- [RAW DATA]:
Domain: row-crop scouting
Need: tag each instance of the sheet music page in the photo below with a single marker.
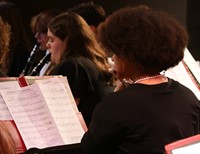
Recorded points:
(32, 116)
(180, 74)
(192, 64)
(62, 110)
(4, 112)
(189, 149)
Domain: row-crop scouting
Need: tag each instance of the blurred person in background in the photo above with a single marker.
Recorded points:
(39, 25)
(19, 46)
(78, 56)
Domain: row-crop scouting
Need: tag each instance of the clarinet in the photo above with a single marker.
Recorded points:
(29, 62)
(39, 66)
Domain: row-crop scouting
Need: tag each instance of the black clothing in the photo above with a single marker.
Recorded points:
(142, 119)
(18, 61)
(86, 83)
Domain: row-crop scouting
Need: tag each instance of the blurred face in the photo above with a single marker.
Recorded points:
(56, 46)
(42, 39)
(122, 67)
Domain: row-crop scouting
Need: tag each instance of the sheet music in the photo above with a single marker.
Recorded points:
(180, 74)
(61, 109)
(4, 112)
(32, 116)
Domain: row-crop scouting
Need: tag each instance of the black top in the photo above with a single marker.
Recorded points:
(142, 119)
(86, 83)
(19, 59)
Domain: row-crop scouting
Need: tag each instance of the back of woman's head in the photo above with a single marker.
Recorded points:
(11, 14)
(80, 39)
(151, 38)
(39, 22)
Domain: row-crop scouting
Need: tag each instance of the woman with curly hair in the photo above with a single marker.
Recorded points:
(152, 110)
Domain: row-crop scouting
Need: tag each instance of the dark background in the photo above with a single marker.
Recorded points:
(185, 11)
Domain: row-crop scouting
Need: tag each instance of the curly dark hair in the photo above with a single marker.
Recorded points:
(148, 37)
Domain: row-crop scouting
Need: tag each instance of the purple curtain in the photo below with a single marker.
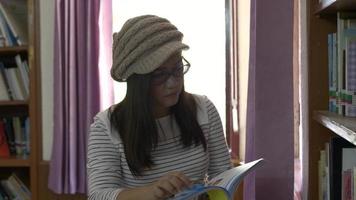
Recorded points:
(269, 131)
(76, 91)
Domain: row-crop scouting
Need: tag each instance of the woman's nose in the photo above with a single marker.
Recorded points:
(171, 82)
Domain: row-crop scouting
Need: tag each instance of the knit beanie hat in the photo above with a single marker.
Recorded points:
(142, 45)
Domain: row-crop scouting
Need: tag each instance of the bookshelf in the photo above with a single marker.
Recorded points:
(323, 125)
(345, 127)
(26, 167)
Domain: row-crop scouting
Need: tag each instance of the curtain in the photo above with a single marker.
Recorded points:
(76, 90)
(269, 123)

- [PROBLEM TO SOLVE]:
Copy every line where the word "dark" is present in the entries above.

- [ANSWER BOX]:
Need: tag each instance of the dark background in the photo above with a single marker.
Need: tag each instance of the curly dark hair in the photo above with a single marker.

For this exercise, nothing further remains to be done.